## WORK TO COMPLETE
Please turn the data below into a numbered list, skipping blank lines and leaving out any pictures.

[Pointing dataset excerpts]
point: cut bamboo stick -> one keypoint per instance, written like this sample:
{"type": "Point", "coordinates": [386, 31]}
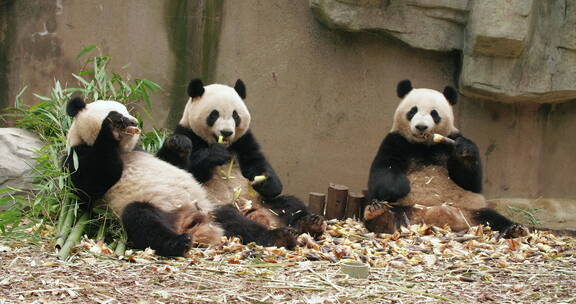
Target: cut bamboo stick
{"type": "Point", "coordinates": [65, 228]}
{"type": "Point", "coordinates": [120, 248]}
{"type": "Point", "coordinates": [74, 236]}
{"type": "Point", "coordinates": [354, 204]}
{"type": "Point", "coordinates": [336, 201]}
{"type": "Point", "coordinates": [316, 203]}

## THE REPLY
1. point: cut bamboo stick -> one keypoint per instance, written like this sample:
2. {"type": "Point", "coordinates": [386, 31]}
3. Target: cut bamboo stick
4. {"type": "Point", "coordinates": [65, 228]}
5. {"type": "Point", "coordinates": [120, 248]}
6. {"type": "Point", "coordinates": [74, 236]}
7. {"type": "Point", "coordinates": [354, 204]}
8. {"type": "Point", "coordinates": [336, 201]}
9. {"type": "Point", "coordinates": [316, 203]}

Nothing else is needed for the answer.